What you will do: Reproduce all of the data below, replacing "in this photo" with "in this image" and keeping every other character as it is. Omit the pictures.

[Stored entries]

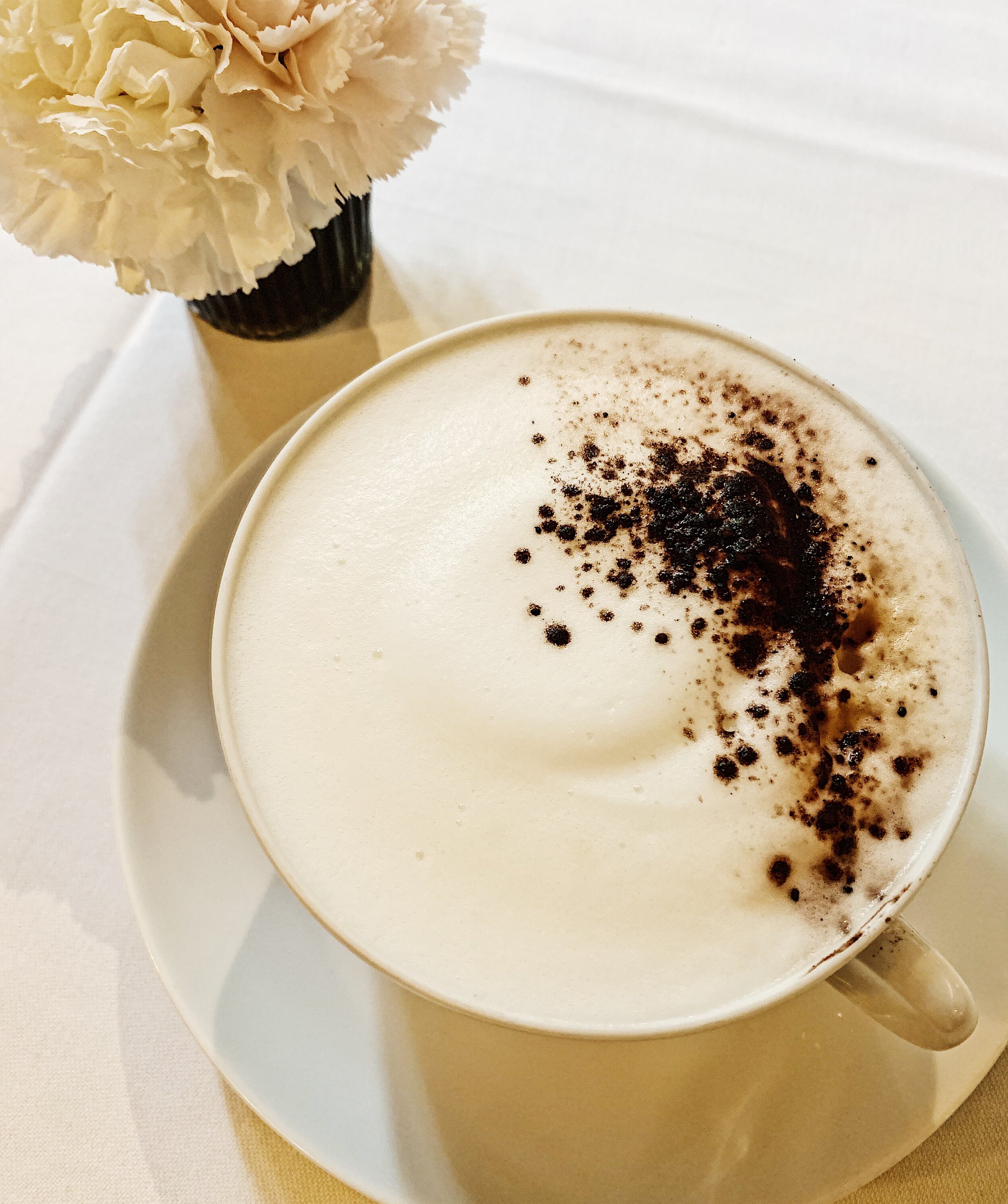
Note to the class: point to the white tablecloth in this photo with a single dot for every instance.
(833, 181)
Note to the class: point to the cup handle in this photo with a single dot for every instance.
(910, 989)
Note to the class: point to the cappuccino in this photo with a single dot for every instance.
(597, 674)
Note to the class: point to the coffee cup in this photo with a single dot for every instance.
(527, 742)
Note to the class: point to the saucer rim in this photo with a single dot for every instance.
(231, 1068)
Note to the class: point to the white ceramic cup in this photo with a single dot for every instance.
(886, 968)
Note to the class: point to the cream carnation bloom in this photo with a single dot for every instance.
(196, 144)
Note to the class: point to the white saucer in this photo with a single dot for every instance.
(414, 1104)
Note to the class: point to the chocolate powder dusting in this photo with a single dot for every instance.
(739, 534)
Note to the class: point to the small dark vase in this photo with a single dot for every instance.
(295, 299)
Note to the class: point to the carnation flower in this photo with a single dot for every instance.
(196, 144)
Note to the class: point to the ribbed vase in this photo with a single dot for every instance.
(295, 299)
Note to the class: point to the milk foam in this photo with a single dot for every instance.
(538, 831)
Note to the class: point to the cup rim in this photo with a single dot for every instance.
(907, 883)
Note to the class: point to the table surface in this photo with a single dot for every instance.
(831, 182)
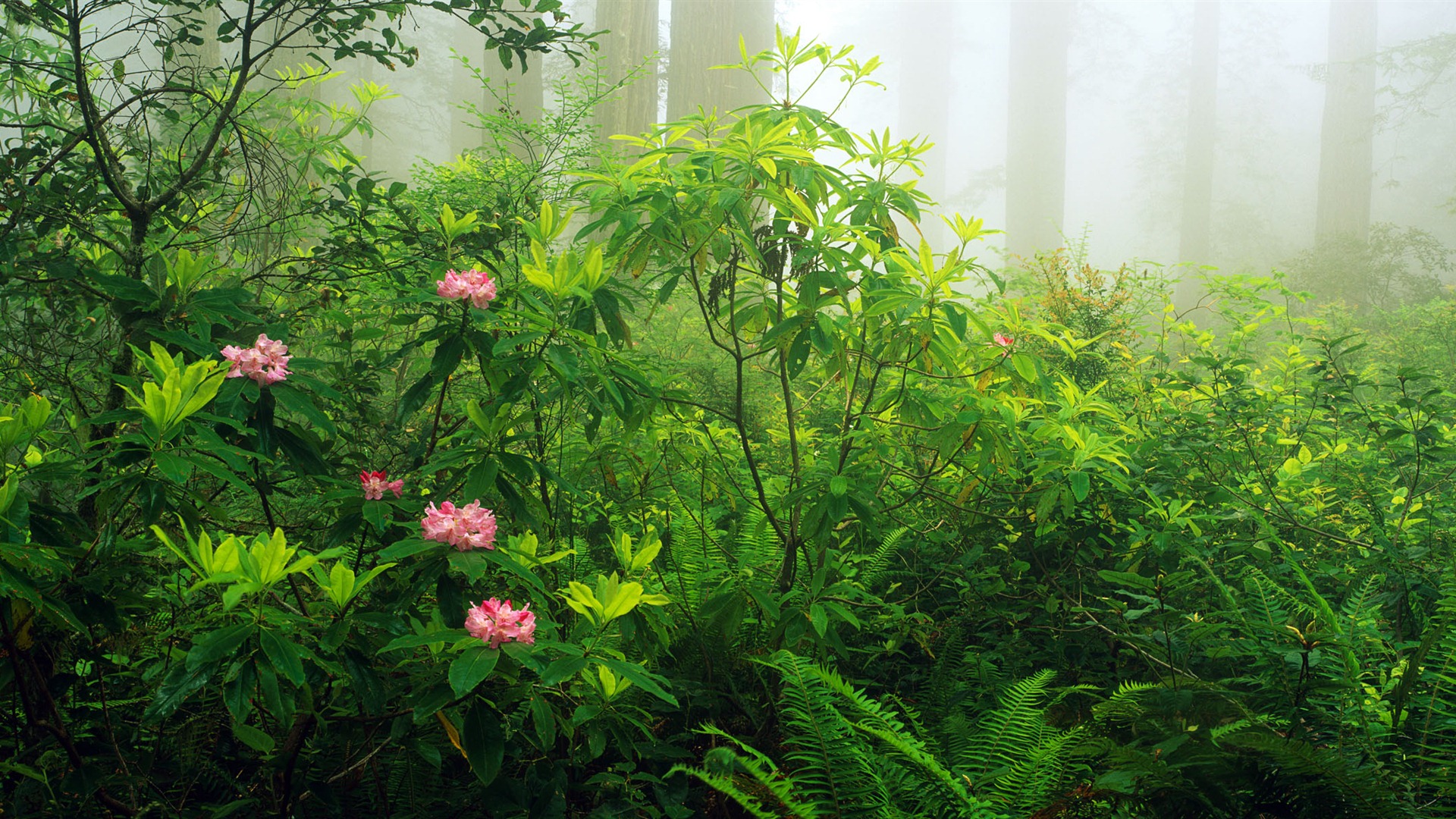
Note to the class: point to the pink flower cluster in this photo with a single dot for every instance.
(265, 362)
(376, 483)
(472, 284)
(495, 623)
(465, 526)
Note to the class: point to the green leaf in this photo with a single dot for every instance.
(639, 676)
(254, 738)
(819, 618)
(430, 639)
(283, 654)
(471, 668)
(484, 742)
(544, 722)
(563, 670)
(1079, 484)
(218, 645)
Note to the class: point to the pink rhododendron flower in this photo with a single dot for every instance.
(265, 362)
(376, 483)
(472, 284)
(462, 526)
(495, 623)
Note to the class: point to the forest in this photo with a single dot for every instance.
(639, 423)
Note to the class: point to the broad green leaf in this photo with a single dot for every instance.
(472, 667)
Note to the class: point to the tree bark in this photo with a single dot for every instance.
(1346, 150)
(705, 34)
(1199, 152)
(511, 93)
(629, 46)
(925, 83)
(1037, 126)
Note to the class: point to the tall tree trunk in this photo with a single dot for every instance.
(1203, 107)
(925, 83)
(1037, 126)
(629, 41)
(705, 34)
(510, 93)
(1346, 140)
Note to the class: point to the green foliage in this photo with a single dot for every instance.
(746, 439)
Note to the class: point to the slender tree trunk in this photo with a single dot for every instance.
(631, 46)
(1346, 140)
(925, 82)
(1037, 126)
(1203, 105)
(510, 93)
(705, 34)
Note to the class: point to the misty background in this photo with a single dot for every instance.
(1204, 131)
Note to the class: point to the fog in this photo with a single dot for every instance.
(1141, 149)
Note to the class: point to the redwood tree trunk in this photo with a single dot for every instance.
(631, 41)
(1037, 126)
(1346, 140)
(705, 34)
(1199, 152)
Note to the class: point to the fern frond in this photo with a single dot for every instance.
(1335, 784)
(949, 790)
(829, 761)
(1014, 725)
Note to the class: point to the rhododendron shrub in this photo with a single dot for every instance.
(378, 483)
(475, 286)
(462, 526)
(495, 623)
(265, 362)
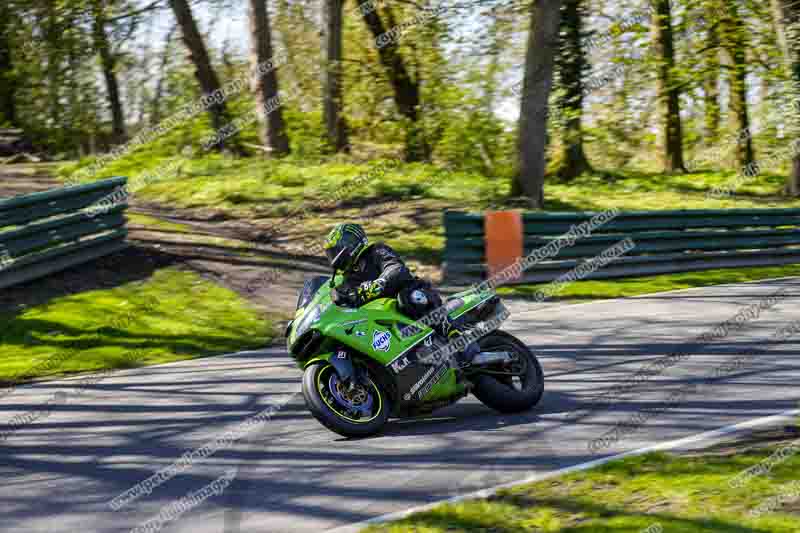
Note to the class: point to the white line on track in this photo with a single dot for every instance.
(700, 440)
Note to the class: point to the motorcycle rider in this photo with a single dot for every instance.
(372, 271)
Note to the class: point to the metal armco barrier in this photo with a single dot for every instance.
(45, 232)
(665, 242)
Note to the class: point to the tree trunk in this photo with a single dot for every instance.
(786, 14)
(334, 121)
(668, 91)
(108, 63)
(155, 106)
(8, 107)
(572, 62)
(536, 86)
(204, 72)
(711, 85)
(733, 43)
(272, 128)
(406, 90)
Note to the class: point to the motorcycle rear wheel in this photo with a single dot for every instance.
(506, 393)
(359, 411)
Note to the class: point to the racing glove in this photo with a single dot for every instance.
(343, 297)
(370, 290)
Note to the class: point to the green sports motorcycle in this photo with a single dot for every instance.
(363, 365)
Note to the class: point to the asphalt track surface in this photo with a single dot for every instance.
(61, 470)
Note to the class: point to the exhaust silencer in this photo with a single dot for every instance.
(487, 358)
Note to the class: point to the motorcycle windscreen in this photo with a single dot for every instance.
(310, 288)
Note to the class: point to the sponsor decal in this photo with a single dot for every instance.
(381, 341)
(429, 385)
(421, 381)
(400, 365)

Solution:
Note to the class: point to the white tablecloth in this image with a single dot for every instance.
(833, 181)
Note to the class: point to the cup handle in this image with a single dot for every instance.
(910, 989)
Note to the class: point to the cappuccino in this image with a single dot for every instance.
(597, 674)
Note to the class: point to the coffee cup in this image with a single dot for every instance.
(527, 742)
Note to the class: point to the saucer rim in this image with a single dot for every instance.
(231, 1068)
Note to the class: point to the white ceramic cup in this image with a single dot for every instance.
(886, 968)
Note to the class: point to the cream carnation bloom in this image with a single dot for every instance.
(196, 144)
Note to the class: point to the white saucer in this image with a single dot for every instance.
(414, 1104)
Note to the class: point to the chocolate powder dusting in this image with a single dot for every instance.
(739, 534)
Note to the class: point to the small dark vase in this image with a single dot for every instance.
(295, 299)
Note to the class: point to the carnation flower in this image with a single dot for every instance.
(196, 144)
Note to the class: point to the ribbed vase in this image with a single dot for every instance.
(295, 299)
Note to the class: point to the milk foam in this image with a single dot for every instance.
(538, 831)
Note to the class: point to the cup rim in this image with a single dot for every instance.
(907, 883)
Note to the class: point to the table surface in this image with a single dot for every instance.
(831, 182)
Note to the class: point to the pink flower cluster in this image with a single dot for every instance.
(265, 362)
(376, 483)
(472, 284)
(495, 623)
(465, 526)
Note to the class: point to the green leaf in this image with a single dot for every instance.
(639, 676)
(254, 738)
(819, 618)
(430, 639)
(283, 654)
(471, 668)
(484, 742)
(544, 722)
(563, 670)
(1079, 484)
(218, 645)
Note to the class: point to the pink rhododendron flower in this image with a single dot for every instance.
(265, 362)
(376, 483)
(472, 284)
(462, 526)
(495, 623)
Note to the class: point to the forest in this image with a single dot for every instance.
(639, 423)
Note to the class: point to the broad green leaf in this image with a single dot for every instance.
(472, 667)
Note to the class: point to the tree bark in this image with a single dot for every instance.
(1346, 150)
(705, 34)
(1199, 152)
(511, 93)
(629, 46)
(925, 83)
(1037, 126)
Note to the class: point to the tall tree trunk in this image with a single dot for every instance.
(1203, 107)
(925, 83)
(1037, 126)
(629, 41)
(705, 34)
(510, 93)
(1346, 140)
Note to the class: point to the green foliage in this image with a single dot for every instance.
(746, 439)
Note to the class: point to the slender tree trunk in this image with a single dot for every instance.
(631, 46)
(1346, 140)
(925, 82)
(1037, 126)
(1203, 105)
(510, 93)
(705, 34)
Note to the class: point to the misty background in this image with a single dot for every instance.
(1204, 131)
Note to the class: point to the fog in this image with a single dot for every instance.
(1141, 149)
Note to the class: point to the redwood tree trunk in this image with a single dot for every instance.
(631, 41)
(1037, 126)
(1346, 140)
(705, 34)
(1199, 152)
Note to the class: point to the fern frond in this image with a single dot for every instance.
(1335, 784)
(949, 790)
(829, 761)
(1014, 725)
Note to the class: point to the rhododendron shrub in this image with a single dot for every instance.
(378, 483)
(475, 286)
(462, 526)
(495, 623)
(265, 362)
Note to the class: point to the white line on track in this image with a single dot for every instance.
(700, 440)
Note to the class: point to the motorcycle rider in this image with a single dot for every instance.
(372, 271)
Note to the class: point to the metal armco barrier in this image with a single dot for every instance.
(45, 232)
(665, 242)
Note to the class: point to the tree trunk in this image with a single dot for every instance.
(786, 14)
(334, 121)
(668, 91)
(108, 63)
(155, 106)
(8, 107)
(572, 62)
(536, 86)
(204, 72)
(711, 85)
(733, 43)
(272, 128)
(406, 90)
Note to the class: point to the motorcycle rear wheel in this image with a single dot for every instance.
(506, 393)
(359, 411)
Note to the class: point to the racing glove in this image with a single dot for every instance.
(343, 297)
(370, 290)
Note to the class: point to the green sports motorcycle in this image with a single dot for every instance.
(363, 365)
Note to the class: point to the asphalt track surface in this image with a single dot for every instance.
(61, 470)
Note to the class: point to the exhaust silencer in this image with a single dot for every instance.
(487, 358)
Note to the class: point to the motorcycle windscreen in this image with a single dot for every instance.
(310, 288)
Note to the class: point to the sponsor decal in this image with a single dot for every instance.
(381, 341)
(429, 385)
(421, 381)
(400, 365)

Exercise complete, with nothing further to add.